Location identification entries
···

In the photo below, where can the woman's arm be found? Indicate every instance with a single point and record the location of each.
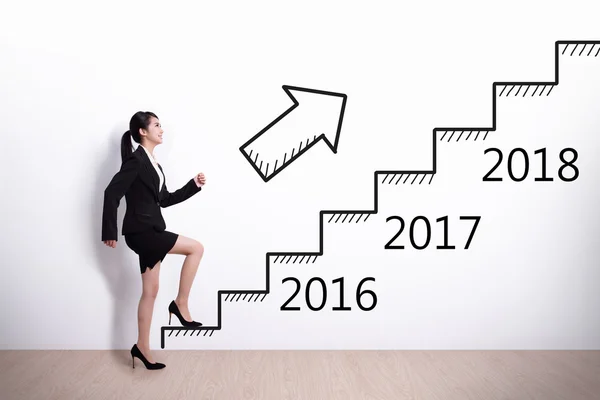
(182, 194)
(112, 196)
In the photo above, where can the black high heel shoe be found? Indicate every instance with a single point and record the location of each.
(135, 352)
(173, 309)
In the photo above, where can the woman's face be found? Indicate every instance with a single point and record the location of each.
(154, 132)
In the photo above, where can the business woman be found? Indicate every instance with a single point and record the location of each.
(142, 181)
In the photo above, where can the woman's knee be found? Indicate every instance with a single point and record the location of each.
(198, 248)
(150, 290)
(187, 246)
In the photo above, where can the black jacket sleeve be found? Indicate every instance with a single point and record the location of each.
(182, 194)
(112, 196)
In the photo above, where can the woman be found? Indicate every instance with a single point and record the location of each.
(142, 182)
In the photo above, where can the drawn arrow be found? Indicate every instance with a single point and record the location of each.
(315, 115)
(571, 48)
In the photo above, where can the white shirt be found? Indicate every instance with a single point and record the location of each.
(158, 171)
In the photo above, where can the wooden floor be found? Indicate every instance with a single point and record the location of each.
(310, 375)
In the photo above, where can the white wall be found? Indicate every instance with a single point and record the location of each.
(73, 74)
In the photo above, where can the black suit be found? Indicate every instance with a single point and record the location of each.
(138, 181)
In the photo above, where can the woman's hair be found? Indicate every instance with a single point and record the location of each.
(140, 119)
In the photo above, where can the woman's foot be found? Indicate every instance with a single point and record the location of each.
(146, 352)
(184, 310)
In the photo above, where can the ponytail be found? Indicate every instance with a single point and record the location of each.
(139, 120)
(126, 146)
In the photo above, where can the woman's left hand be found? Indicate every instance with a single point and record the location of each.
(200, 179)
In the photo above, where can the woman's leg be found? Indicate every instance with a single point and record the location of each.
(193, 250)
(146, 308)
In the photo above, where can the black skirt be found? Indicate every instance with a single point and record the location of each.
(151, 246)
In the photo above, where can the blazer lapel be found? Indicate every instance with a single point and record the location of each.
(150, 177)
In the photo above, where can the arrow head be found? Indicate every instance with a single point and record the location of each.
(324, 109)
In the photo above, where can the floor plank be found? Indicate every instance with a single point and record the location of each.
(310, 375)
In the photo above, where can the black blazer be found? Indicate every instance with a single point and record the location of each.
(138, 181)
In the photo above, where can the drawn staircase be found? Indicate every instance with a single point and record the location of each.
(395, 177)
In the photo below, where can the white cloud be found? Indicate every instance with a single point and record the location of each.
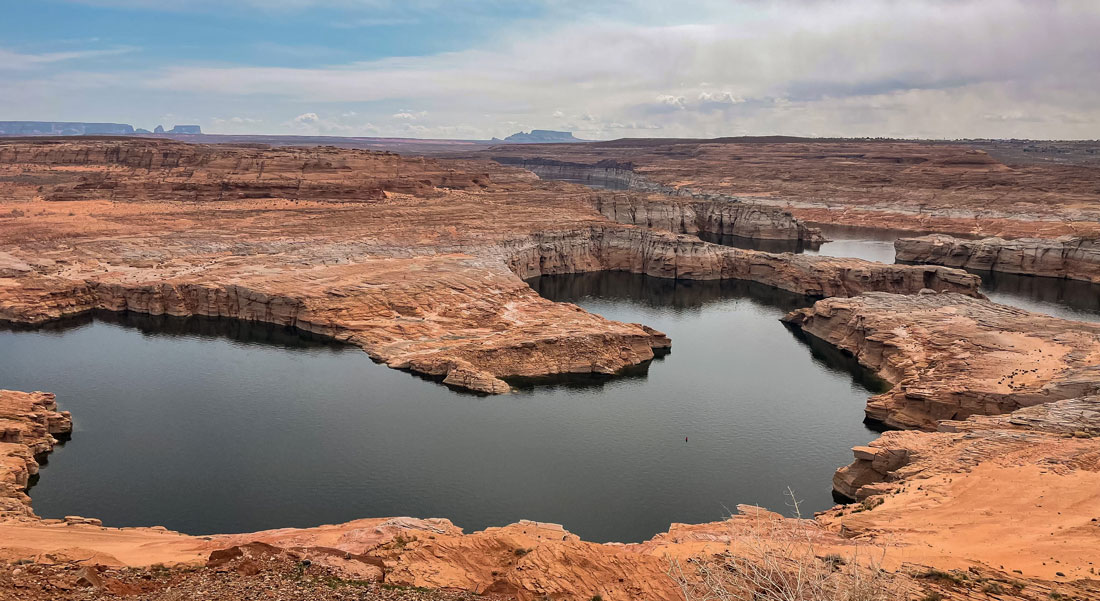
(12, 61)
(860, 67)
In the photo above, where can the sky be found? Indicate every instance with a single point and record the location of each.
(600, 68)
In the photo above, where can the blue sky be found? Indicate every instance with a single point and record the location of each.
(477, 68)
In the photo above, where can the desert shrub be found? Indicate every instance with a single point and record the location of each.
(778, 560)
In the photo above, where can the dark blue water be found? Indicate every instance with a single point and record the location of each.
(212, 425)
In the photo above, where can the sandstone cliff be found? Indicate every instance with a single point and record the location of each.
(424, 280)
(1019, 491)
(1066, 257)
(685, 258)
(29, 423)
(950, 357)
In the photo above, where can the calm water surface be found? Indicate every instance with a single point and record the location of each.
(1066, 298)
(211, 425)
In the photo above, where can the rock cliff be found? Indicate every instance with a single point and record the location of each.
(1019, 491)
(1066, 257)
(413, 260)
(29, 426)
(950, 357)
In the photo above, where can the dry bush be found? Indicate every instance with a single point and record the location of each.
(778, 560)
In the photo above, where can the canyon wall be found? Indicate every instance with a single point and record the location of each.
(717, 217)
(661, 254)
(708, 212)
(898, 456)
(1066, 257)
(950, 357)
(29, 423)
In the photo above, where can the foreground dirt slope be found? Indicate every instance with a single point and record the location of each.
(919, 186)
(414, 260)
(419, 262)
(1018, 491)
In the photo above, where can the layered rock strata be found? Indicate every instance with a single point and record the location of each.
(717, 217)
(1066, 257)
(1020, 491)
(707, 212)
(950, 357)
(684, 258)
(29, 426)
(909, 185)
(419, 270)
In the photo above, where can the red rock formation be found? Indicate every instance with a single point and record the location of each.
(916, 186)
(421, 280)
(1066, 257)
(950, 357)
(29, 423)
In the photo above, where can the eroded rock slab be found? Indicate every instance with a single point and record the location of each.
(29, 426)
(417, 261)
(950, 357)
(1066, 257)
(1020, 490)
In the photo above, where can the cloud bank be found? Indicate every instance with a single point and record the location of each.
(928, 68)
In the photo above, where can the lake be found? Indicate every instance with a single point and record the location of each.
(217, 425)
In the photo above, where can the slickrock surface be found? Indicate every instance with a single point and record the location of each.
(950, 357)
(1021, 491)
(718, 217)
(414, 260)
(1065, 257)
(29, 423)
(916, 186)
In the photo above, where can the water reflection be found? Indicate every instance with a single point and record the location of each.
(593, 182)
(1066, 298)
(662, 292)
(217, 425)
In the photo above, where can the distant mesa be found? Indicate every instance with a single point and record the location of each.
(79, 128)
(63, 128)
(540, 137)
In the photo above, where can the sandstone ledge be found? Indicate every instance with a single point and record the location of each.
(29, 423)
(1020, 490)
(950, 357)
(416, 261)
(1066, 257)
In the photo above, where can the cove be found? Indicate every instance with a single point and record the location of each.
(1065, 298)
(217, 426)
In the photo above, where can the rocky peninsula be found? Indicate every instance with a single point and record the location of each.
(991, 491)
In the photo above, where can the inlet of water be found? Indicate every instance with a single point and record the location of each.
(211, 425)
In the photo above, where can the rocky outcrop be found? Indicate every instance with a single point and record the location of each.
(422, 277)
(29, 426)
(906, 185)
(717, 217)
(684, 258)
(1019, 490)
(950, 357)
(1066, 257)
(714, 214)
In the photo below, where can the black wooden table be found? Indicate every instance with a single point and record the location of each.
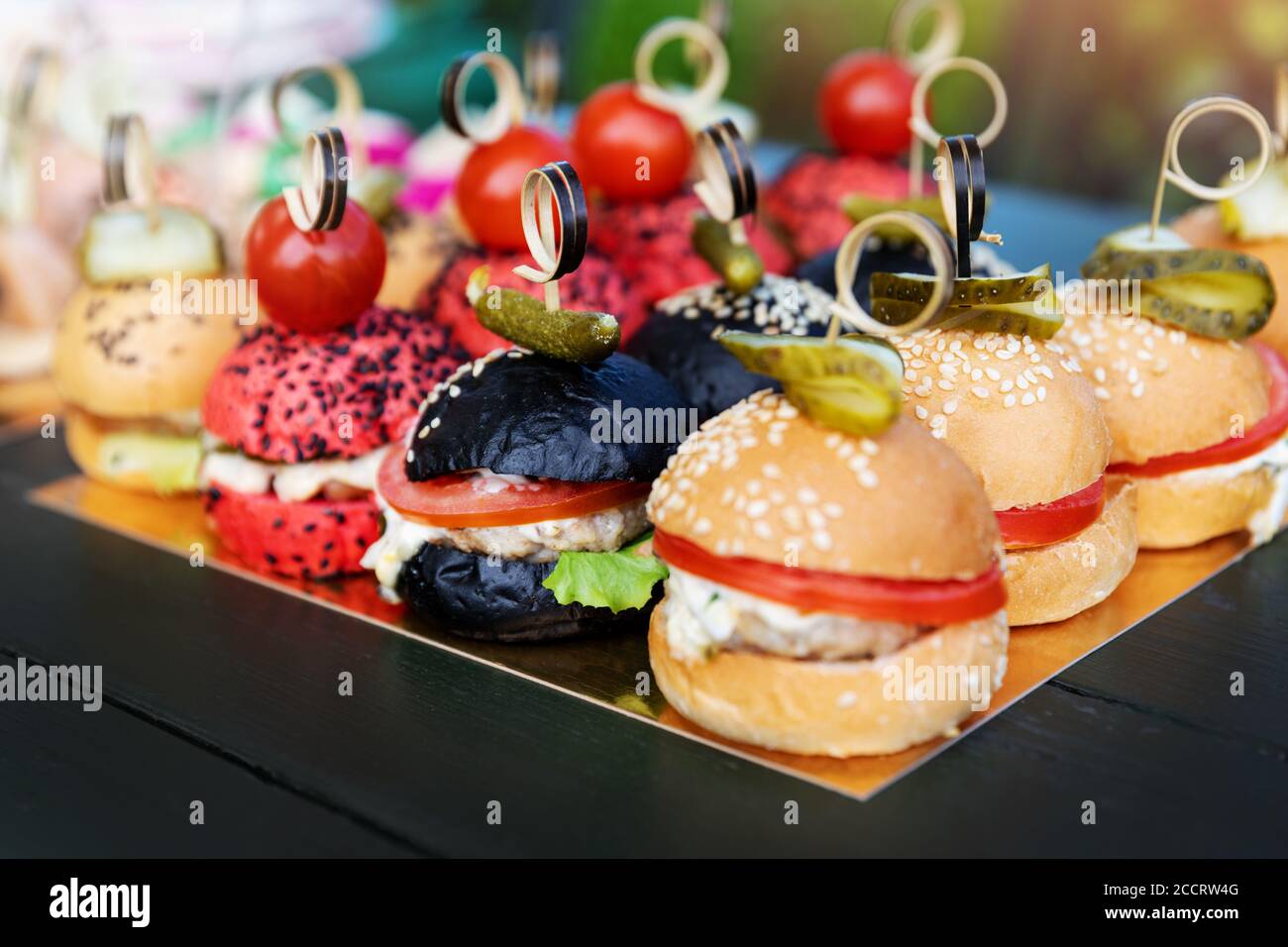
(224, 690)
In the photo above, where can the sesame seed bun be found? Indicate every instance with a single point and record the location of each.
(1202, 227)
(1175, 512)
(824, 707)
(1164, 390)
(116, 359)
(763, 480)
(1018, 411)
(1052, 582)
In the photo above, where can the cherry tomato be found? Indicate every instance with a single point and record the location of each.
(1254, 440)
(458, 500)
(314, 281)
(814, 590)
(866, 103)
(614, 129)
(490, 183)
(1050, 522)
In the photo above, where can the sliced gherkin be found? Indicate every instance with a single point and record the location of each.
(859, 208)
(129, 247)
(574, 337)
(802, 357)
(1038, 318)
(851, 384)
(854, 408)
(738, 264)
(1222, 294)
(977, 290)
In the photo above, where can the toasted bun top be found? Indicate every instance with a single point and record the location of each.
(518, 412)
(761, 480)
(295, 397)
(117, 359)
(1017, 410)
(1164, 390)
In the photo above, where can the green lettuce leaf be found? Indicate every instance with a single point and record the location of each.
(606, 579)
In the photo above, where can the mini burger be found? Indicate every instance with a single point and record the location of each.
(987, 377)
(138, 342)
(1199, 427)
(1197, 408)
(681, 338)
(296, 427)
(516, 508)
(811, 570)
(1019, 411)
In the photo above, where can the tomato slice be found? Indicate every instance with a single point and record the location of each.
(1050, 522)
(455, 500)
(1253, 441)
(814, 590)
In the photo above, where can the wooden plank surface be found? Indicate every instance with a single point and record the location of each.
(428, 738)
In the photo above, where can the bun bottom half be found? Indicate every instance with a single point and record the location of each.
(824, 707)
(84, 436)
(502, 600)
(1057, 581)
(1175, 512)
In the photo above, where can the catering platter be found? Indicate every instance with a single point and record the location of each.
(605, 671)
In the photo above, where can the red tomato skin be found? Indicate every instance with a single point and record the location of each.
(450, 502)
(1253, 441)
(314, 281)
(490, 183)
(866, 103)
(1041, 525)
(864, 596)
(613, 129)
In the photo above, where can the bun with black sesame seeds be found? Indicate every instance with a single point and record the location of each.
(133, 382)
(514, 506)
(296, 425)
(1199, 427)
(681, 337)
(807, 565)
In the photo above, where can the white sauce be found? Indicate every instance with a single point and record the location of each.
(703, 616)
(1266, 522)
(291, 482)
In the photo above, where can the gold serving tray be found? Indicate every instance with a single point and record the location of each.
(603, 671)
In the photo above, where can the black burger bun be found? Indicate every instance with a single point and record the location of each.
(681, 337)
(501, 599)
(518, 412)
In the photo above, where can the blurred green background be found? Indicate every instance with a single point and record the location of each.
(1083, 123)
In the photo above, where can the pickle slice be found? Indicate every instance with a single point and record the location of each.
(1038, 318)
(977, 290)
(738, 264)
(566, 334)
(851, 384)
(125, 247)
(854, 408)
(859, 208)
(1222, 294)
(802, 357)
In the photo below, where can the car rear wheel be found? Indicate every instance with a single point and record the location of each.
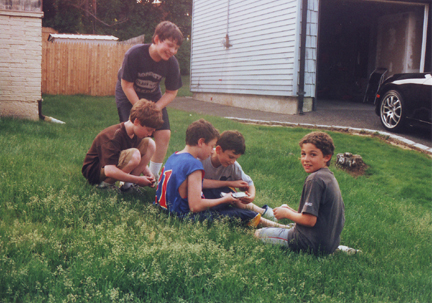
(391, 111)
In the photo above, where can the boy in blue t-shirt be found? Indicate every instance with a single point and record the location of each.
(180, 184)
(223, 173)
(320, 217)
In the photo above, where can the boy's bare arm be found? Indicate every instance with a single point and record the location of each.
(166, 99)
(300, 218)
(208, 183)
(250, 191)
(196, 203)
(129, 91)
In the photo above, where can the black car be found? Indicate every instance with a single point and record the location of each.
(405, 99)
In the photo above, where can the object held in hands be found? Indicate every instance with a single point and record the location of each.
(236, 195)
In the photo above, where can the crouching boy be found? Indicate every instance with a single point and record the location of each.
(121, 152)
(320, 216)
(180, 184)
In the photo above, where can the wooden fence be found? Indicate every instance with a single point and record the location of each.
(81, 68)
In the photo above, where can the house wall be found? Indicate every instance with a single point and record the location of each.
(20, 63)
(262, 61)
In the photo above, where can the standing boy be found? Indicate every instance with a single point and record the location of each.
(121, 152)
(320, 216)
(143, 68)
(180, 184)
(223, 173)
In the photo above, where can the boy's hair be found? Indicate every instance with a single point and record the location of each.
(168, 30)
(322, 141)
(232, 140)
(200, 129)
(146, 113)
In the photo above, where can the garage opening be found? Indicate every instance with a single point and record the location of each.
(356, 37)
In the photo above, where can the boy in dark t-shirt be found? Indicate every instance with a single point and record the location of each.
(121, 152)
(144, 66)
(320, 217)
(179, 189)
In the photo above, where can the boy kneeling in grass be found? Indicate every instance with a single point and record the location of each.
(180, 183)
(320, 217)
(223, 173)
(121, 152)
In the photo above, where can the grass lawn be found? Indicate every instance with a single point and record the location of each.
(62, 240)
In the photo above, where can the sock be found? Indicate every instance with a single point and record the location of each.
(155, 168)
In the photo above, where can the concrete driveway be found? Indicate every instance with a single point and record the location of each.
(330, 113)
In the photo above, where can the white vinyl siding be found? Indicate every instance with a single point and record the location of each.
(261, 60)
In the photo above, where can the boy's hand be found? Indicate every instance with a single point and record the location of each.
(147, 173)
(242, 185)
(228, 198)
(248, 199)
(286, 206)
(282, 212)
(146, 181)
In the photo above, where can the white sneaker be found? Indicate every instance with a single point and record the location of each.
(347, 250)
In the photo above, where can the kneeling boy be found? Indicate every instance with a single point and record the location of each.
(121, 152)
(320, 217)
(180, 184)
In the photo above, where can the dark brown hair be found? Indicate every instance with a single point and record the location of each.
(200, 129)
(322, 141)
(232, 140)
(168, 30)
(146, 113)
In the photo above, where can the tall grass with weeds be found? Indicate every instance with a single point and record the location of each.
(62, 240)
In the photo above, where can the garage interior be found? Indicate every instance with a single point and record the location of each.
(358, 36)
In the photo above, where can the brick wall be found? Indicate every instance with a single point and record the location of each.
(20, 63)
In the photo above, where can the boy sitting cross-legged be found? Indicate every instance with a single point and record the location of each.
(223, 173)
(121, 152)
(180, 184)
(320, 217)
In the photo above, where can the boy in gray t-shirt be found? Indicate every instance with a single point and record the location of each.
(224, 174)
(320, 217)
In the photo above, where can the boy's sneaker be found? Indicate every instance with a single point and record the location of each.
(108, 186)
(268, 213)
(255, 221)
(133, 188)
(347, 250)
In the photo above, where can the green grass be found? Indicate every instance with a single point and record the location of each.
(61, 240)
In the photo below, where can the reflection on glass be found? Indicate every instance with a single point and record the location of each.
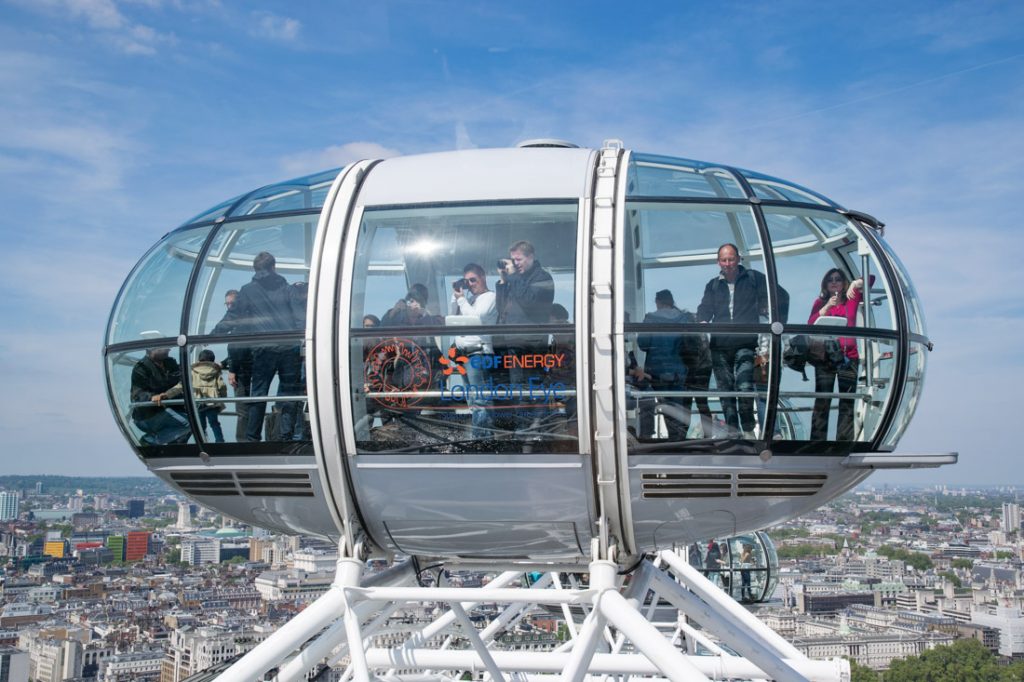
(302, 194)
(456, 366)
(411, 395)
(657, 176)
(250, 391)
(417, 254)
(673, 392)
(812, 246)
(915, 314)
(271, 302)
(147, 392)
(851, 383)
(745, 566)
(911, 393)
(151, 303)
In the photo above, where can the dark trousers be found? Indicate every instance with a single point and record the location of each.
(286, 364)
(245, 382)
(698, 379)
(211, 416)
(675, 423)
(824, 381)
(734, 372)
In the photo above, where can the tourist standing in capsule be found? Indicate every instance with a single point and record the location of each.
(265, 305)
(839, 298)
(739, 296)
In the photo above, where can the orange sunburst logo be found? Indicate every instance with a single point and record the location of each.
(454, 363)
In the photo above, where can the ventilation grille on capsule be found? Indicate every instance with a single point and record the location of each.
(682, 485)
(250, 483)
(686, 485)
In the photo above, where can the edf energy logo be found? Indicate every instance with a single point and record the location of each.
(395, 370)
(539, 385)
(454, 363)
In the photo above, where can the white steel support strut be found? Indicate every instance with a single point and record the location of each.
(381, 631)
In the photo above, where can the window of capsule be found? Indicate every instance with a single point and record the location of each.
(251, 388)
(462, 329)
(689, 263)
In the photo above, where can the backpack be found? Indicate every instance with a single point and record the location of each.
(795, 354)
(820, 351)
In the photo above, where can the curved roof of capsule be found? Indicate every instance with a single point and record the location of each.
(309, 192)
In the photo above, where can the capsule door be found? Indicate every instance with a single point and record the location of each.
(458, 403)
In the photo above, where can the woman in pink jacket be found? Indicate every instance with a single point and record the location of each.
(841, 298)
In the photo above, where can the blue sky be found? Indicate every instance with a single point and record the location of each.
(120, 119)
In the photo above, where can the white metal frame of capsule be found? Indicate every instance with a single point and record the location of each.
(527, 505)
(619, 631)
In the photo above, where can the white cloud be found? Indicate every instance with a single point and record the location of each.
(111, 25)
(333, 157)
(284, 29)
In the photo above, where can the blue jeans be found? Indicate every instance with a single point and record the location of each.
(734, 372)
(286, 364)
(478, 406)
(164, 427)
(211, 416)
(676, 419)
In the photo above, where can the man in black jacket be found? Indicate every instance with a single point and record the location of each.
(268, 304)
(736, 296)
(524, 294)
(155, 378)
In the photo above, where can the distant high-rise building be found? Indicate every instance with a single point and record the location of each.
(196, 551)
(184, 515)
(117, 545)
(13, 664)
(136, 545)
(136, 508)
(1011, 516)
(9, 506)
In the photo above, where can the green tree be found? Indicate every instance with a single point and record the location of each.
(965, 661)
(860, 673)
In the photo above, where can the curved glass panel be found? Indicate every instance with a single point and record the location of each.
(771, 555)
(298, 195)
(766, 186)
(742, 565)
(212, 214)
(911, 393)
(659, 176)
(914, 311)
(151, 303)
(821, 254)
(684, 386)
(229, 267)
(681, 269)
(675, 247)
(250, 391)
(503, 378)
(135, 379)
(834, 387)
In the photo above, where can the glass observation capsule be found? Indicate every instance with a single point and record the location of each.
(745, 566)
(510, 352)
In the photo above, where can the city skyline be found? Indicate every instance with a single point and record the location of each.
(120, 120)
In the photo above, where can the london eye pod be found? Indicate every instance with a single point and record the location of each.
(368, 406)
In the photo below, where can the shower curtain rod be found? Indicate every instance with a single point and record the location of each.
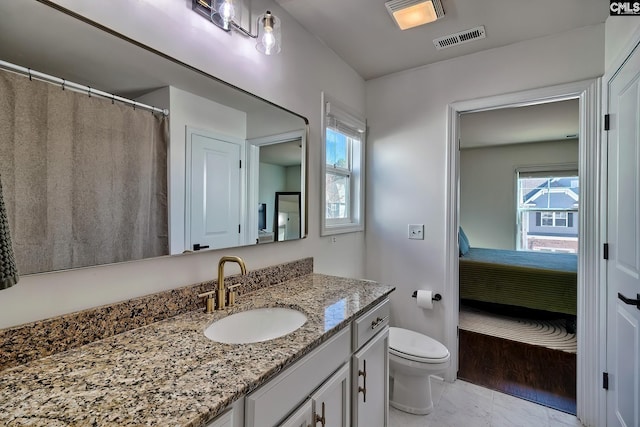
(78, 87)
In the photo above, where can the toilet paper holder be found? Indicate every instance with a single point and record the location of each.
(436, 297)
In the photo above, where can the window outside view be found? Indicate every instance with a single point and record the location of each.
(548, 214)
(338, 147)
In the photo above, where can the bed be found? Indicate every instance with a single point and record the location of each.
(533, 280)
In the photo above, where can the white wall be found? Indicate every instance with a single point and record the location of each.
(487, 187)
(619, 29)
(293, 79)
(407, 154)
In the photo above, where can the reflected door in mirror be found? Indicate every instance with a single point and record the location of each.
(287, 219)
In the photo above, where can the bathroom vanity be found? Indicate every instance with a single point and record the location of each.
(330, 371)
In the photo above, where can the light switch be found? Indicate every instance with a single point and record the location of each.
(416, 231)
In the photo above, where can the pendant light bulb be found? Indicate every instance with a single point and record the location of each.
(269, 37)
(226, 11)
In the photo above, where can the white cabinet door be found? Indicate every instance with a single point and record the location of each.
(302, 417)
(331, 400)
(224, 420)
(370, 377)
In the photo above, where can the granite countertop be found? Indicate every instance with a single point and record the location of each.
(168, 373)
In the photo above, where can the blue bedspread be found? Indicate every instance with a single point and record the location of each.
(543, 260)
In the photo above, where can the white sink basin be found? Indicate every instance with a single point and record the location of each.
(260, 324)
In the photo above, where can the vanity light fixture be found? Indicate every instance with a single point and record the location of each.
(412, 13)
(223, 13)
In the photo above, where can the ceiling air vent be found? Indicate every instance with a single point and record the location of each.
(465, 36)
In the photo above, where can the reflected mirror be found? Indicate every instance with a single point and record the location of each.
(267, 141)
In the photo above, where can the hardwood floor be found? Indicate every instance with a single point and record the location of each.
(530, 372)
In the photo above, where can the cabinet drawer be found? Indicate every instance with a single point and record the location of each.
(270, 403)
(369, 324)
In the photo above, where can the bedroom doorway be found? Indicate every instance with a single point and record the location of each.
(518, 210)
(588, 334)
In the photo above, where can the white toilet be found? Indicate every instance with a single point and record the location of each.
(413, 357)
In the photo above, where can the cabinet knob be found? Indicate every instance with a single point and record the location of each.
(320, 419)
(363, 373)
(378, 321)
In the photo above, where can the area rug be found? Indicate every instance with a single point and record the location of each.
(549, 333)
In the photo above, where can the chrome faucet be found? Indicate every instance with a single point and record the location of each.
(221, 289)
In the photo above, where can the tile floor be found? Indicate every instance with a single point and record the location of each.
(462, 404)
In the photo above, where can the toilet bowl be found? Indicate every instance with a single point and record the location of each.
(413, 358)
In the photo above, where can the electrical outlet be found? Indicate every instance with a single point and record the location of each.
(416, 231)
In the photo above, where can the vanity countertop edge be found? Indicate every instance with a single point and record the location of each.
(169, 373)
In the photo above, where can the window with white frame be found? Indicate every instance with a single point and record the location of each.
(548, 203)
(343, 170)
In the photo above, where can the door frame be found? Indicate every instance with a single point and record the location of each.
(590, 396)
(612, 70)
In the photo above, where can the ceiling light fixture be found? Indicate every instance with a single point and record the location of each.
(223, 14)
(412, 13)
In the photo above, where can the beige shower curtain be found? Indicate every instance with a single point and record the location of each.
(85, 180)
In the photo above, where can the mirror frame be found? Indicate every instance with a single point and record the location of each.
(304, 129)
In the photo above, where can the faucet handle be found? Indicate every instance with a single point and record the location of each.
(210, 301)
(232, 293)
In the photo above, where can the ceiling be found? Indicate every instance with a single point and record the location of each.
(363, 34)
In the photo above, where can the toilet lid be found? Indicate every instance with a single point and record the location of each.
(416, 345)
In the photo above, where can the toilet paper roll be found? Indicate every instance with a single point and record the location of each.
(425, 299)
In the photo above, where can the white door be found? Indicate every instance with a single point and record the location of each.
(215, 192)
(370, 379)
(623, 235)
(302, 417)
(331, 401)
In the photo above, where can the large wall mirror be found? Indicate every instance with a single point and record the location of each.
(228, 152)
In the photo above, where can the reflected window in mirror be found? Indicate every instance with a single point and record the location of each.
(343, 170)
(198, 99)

···

▶ _Do this_:
Beginning at the line that holds "In the photo above, where can the ceiling light", write out word for word each line through the end of the records.

▶ _Solution for this problem_:
In the photo above, where can the ceiling light fixture be found? Indicate every instance with a single point and record the location of each.
(223, 14)
(412, 13)
In the photo above, where can the beige shower curtain be found? Indicate every instance with a single point and record the location of each.
(85, 180)
In the photo above, where can the mirror frame be found? Indicate every instance with a single point and record the location of each.
(304, 129)
In the photo above, where can the faucet handle be found? Indicate every instance with a single point and record the location of each.
(210, 301)
(232, 293)
In the photo above, where can the ceiling be found? Indicate every instance with a single point and record the location of each.
(363, 34)
In the photo above, where can the toilet lid be found? Indicate every instance with a single point and record the location of each.
(416, 345)
In the photo above, where can the toilet paper roll be found? Indicate every instance with a single point and record the location of each.
(425, 299)
In the photo above, where can the white door be found? Indicate every instance with a single point and record the location of each.
(215, 192)
(370, 379)
(623, 235)
(302, 417)
(331, 401)
In the photo above, where can the large wall mirror be found? Indicate every instance with a single point and record the location of each.
(228, 152)
In the photo above, where can the reflected window in mirror be found? Indicate every instance with a single point and record the location of each.
(343, 170)
(198, 99)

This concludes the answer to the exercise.